Data to process>
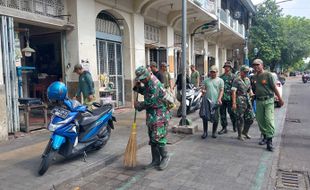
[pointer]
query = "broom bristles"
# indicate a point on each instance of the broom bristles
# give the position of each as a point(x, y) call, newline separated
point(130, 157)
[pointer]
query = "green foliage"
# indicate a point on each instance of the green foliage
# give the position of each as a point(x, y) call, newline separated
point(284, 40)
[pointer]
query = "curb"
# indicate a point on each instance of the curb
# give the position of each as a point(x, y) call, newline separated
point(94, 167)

* * *

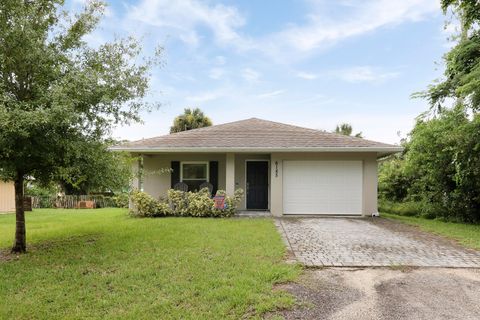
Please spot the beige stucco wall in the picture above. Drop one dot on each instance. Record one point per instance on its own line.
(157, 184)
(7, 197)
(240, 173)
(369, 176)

Aim of the exercise> Your answer should be the lines of the records that hold the string "query".

Your response>
query = "broom bristles"
query = "green foliage"
query = "curb"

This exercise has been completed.